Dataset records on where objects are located
┏━━

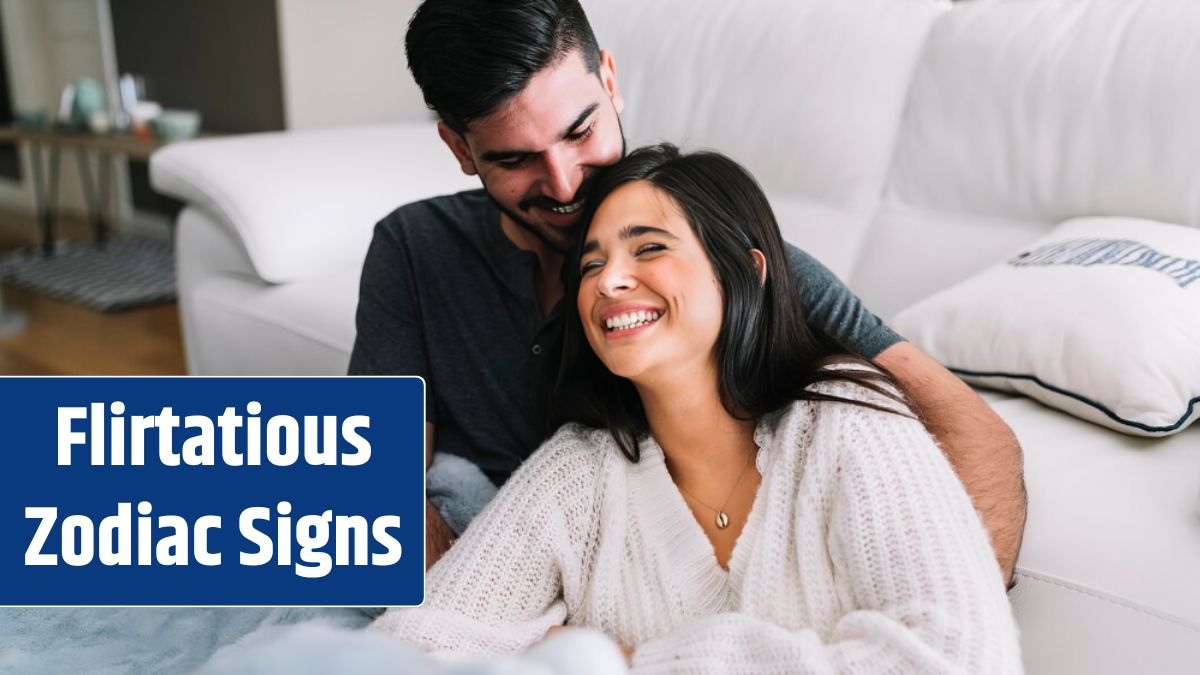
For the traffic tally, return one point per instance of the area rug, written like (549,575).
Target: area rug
(124,273)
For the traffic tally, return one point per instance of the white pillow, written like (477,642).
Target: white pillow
(1101,318)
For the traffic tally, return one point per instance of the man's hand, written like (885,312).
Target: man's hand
(981,447)
(438,536)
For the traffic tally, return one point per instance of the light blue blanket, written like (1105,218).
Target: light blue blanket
(259,641)
(135,640)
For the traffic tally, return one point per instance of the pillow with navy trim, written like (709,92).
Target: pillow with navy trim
(1101,318)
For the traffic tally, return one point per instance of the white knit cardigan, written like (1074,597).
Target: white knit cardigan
(862,554)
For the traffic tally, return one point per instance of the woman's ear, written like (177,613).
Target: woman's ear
(760,263)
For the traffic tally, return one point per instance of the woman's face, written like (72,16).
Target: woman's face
(648,297)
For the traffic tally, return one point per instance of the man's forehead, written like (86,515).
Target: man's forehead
(556,99)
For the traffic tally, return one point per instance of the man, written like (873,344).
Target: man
(465,290)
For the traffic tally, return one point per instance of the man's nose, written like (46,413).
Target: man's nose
(562,171)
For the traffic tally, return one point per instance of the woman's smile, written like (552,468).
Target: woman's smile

┗━━

# [WRITTEN INSTRUCTION]
In the lines above, swap every "traffic tally" for "room survey" and change nothing else. Leave the pictures out of your answer.

# [SOLVED PROBLEM]
For the room survey, return one point per instance of the area rug, written like (549,575).
Target: area rug
(124,273)
For the room survey, return one point per instance of the white pillow, written like (477,642).
Target: white pillow
(1101,318)
For the room survey, return one point per instance of the man's hand, written like (885,312).
Target: man's hand
(981,447)
(438,536)
For the room survey, return one point per instance of the light blue blanket, written like (1105,218).
Target: light blue blanket
(259,641)
(135,640)
For the room survey, return one point per instance of the pillow with navy trim, written like (709,92).
Target: pillow with navy trim
(1101,318)
For the room survey, return one point per instance of the white knit cardigan, written like (1074,597).
Target: white knit cardigan
(862,554)
For the room survey, return one point per instance of the woman's ear, written like (177,613).
Target: woman's ear
(760,263)
For the room survey, return one point per instance of the woman's face, written like (72,16).
Target: woman's face
(648,297)
For the room survey, return one point per instance of the man's forehead, written like (86,515).
Target: man's forehead
(556,99)
For the room survey, return one point per instance of the man, written like (873,344).
Target: man
(465,290)
For the room survey, return one point per instance of the man's nose, written like (46,413).
Target: man's nose
(562,171)
For the room survey, return one point per instance of the woman's smile, written like (552,468).
Target: woman's smile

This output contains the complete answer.